§ Extract:
++++

Rumi’s aphorisms guiding humanity to righteousness still apply.
Rumi’s son, Sultan Walad, founded the Mevlevi Order of the Whirling Dervishes, famed for their Sama Sufi Dance.
We attended a performance of the Whirling Dervishes in an underground cave in Cappadocia. The rituals, headed by a black-cloaked Ustad (teacher), were complex. The devotees, coifed with tall fezzes and dressed in long voluminous white skirts, whirled in a determinate pattern with one arm raised to the sky and the other down to the earth, apparently conducting heavenly energy down to earth. The music was hypnotic. The whirling spun faster and faster inducing a trance-like ecstasy. It was so evocative of the ancient Khoisan trance-dances of South Africa.

The Whirling Dervishes ceremony performed in a subterranean cave in Cappadocia. It was Rumi’s son who started the Mevlevi Order of Sufi-Dervishes.
Near the ruins of Ephesus we viewed the ‘House of the Virgin Mary’. According to lore, when the Christians of Jerusalem were persecuted after the death of Christ, she fled to the busy port of Ephesus on the coast of current Turkey. During unrest in Ephesus, she went to live in the hills above the town where she subsequently died. There is no burial place evident. However, some biblical authorities say that she never left Jerusalem.

The purported Virgin Mary’s House sited in the hills near Ephesus, Turkey, now a place of pilgrimage and veneration.
In mid-nineteenth century a German nun, Anne Catherine Emmerich, dreamt of the location of the ruined house of the Virgin Mary near Ephesus, and despite the fact that there were quite a few ruined houses in the hilly surrounds, it was “found”. The Vatican investigated her dream but did not authenticate the house one way or the other. However, many Popes have visited the site of ‘The house of the Virgin Mary’. Recently Anne Emmerich was beatified as a saint. The house was restored and it is now a place of veneration where believers light candles and invocate fervent prayers. In the small house, elevated above an altar, is a small dark-coloured effigy of the Virgin Mary. Strangely, her hands were missing. On a nearby wall, worshippers attach supplicating messages by the millions, just as in the Jewish Wailing-Wall in Jerusalem.

++++

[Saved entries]

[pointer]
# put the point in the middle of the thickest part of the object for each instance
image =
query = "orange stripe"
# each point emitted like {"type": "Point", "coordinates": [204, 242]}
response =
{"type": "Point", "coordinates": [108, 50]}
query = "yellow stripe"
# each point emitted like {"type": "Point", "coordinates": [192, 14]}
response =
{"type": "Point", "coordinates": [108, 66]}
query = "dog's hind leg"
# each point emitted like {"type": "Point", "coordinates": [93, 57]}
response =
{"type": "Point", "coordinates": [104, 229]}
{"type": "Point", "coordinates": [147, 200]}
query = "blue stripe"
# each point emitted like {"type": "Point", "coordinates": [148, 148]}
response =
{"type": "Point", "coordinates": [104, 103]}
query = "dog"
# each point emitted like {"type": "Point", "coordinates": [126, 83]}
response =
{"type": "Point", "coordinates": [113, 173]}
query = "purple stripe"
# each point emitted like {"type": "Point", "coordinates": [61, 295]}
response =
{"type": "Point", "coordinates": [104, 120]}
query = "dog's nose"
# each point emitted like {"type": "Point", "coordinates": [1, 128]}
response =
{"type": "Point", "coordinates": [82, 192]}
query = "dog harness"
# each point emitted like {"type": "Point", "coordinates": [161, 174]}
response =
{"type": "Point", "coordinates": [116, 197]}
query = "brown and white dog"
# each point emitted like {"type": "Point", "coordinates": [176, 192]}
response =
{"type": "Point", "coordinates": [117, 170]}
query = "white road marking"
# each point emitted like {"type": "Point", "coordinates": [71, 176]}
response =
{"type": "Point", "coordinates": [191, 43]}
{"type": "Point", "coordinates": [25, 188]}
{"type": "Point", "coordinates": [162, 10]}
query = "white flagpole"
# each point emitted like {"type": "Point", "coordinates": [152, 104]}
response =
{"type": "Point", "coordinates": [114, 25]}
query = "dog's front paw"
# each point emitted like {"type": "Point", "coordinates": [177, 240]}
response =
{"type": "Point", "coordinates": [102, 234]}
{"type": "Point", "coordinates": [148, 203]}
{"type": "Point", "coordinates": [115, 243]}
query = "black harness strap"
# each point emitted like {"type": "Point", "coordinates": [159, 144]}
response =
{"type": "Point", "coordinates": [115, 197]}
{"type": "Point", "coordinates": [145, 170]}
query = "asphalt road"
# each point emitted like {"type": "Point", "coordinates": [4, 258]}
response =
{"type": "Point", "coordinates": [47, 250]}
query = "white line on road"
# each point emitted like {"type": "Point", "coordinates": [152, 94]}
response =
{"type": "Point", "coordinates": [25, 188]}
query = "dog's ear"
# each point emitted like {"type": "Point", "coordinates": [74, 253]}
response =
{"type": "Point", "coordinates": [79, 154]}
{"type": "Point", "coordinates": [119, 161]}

++++

§ Tasks:
#1 How would you render this sentence from the Turkey travel account in Spanish: "Rumi’s aphorisms guiding humanity to righteousness still apply."
#2 Could you pick up the Turkey travel account after its final sentence and carry it further?

§ Responses in order:
#1 Los aforismos de Rumi que guían a la humanidad hacia la rectitud siguen vigentes.

#2
The wall of prayer notes similar to the Jewish Wailing-Wall in Jerusalem
The above scenario reminded me of the time in 1968 when the late Achmat Davids and I started our researches into the origin of the Muslims at the Cape. We visited the tombs of the Kramats (holy men) around the Cape Peninsula and interviewed people who frequented these tombs. Apart from the historically verifiable individual sages buried in specific graves and mausoleums, we visited other ‘graves’ that dotted the scene. These were often attributed as the burial places of unknown individuals divined as Kramats via dreams. Some of the stories were tenuous at best. Recently I saw a somewhat hidden brick-enclosed grave that had mushroomed in the fynbos on Signal Hill. A small attached sign simply said: Unknown.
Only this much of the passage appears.